== What is being asked ==
Restate word for word, and only, the lines that extend from the line containing "Query: brown blurred background" through the end of the records below.

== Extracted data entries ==
□ □ □

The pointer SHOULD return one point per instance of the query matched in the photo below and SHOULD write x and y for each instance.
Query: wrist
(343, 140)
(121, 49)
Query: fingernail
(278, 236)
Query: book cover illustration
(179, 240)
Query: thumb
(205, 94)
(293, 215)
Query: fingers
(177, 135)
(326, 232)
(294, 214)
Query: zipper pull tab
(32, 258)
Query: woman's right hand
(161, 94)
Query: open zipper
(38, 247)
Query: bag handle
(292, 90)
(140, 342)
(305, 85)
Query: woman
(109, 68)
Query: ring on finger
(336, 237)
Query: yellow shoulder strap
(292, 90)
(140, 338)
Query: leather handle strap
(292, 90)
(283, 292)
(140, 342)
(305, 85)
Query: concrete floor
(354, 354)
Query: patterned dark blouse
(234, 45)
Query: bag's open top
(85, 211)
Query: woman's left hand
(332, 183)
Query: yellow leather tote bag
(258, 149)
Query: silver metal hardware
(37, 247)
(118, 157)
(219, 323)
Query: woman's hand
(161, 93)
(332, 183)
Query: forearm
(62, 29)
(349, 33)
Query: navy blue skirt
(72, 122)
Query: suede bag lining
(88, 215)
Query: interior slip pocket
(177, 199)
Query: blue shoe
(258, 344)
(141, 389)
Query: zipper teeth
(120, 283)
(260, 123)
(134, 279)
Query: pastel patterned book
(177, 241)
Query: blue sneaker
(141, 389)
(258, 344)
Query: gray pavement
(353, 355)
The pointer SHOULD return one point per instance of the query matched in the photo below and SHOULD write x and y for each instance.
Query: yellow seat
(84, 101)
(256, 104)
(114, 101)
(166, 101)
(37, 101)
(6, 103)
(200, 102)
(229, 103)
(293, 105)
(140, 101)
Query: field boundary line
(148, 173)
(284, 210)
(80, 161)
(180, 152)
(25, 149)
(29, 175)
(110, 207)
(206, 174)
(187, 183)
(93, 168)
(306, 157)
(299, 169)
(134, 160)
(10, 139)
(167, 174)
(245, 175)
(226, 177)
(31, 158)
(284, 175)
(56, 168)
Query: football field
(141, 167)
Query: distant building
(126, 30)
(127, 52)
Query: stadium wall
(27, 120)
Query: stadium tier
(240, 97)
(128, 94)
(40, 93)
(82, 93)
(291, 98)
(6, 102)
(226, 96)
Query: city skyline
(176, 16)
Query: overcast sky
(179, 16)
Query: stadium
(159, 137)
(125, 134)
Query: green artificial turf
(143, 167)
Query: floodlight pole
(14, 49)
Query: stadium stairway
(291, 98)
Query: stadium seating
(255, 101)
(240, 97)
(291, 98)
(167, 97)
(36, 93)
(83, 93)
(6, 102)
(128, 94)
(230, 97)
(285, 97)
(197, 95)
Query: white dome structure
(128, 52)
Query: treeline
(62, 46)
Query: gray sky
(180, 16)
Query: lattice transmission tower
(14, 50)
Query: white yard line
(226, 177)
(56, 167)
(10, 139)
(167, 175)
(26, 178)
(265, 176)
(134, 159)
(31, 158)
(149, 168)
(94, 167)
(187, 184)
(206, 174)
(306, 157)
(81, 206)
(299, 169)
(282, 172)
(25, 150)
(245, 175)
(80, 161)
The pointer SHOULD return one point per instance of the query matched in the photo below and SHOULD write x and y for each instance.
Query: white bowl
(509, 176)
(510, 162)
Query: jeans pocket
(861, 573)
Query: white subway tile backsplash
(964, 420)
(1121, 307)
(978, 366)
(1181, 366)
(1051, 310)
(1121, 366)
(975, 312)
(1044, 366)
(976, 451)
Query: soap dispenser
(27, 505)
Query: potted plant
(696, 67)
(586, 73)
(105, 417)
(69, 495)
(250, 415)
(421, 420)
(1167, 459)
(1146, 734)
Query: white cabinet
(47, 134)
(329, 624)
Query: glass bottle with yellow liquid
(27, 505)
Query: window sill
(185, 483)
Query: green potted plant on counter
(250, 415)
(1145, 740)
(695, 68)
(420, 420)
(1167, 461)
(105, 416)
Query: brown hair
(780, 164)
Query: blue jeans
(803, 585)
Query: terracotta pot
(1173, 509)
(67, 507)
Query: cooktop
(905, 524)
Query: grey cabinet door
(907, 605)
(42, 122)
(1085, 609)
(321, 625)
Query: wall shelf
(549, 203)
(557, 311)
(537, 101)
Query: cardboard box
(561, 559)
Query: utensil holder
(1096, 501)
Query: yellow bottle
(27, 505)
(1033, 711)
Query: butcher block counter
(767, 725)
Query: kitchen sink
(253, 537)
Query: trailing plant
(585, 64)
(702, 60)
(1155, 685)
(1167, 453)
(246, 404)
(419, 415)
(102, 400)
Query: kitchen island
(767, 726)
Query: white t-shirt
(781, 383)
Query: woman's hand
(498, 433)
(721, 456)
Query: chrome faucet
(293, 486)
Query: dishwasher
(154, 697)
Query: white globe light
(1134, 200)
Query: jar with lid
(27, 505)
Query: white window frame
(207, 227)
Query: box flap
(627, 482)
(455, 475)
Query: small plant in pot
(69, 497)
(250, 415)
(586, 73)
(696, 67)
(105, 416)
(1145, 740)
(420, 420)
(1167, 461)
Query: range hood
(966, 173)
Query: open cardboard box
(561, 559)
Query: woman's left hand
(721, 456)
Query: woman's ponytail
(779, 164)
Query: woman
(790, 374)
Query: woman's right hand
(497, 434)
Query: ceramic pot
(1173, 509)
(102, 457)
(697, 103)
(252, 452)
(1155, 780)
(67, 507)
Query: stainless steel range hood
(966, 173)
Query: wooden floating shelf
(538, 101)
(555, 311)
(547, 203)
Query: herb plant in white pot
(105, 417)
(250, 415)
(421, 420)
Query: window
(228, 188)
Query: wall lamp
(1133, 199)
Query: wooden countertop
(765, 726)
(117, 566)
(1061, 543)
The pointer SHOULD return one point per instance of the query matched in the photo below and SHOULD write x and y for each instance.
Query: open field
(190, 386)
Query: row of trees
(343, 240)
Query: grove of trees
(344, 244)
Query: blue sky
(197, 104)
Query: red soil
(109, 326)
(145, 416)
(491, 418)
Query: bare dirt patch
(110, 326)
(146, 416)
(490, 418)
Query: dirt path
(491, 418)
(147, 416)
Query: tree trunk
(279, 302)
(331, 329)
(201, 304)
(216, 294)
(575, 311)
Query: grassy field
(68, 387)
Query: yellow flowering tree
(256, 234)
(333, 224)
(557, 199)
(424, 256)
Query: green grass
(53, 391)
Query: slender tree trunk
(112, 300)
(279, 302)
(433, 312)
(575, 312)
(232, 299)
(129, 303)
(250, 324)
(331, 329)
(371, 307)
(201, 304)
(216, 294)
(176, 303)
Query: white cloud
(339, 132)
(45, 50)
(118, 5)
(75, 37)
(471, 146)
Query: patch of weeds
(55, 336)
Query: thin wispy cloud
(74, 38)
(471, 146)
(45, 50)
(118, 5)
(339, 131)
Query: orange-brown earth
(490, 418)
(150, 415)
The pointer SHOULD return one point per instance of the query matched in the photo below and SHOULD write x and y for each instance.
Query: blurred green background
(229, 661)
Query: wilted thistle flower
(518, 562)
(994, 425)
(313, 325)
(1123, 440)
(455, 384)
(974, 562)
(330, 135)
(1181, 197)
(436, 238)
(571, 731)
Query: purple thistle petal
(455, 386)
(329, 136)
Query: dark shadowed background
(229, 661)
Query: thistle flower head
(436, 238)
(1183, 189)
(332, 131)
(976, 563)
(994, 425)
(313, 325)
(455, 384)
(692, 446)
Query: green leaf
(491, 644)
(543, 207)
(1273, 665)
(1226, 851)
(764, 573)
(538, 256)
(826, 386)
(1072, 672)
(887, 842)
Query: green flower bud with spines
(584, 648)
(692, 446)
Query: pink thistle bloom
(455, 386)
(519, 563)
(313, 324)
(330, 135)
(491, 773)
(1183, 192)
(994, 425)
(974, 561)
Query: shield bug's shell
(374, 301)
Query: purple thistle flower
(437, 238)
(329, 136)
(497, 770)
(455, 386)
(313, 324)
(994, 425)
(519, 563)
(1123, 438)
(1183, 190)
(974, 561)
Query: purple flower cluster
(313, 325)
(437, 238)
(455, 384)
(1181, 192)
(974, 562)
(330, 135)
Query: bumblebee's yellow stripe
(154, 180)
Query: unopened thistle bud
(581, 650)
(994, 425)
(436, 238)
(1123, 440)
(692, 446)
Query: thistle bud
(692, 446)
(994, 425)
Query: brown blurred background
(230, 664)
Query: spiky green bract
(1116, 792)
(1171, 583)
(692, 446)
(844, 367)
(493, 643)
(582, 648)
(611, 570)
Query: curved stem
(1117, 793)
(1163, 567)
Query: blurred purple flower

□ □ □

== Solution for this exercise ==
Query: brown blurred background
(230, 664)
Query: spiky green bract
(1116, 792)
(1171, 583)
(692, 446)
(844, 367)
(493, 643)
(582, 648)
(611, 570)
Query: curved stem
(1117, 793)
(1163, 567)
Query: blurred purple flower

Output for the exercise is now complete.